START MATERIALS PROVIDED

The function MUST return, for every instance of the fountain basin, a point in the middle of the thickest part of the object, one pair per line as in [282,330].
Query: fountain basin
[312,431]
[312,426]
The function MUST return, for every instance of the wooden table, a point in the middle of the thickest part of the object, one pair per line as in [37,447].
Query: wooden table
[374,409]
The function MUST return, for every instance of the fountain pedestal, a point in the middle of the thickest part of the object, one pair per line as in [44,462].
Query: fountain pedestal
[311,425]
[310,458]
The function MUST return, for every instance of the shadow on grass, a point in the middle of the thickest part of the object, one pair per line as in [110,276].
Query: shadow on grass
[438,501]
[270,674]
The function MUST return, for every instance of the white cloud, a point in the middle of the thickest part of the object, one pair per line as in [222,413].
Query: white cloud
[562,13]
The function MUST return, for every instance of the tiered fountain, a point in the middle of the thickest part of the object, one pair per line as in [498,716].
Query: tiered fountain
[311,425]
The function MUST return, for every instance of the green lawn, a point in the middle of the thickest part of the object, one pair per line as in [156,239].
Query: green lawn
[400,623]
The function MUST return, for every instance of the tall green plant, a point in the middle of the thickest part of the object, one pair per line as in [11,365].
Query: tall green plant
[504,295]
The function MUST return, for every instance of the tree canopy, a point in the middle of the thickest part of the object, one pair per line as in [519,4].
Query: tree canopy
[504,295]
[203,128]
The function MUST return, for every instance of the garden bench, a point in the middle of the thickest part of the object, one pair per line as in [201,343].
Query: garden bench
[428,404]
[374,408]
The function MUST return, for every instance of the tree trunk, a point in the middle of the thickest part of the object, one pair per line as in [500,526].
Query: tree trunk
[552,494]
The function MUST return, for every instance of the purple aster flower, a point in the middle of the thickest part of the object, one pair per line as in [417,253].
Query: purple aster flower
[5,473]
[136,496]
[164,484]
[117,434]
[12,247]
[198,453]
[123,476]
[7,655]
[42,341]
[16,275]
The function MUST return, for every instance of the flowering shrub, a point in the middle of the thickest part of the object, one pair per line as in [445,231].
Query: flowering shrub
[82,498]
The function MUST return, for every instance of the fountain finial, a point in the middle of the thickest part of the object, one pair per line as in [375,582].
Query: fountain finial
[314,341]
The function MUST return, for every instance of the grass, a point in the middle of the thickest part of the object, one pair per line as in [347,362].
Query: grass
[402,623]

END MATERIALS PROVIDED

• TASK STATEMENT
Set out the part of the items that opens with the line containing "The function MUST return, for every instance of the flowering" and runs through the end of the items as a numbered list, leaving out any blank lines.

• SOLUTION BELOW
1. The function MUST return, for every instance of the flowering shrub, a point in the middle of the thickest part of the object, one pair per line as in [445,231].
2. Query: flowering shrub
3. [82,498]
4. The function MUST return, for every instance of the fountain finial, a point in the middle of the thickest part of the object, one pair per line as in [375,582].
5. Query: fountain finial
6. [314,341]
7. The function MUST return, for every instance of the grass, a point in the middle of the thickest part of the object, one pair per line as in [347,362].
8. Query: grass
9. [402,623]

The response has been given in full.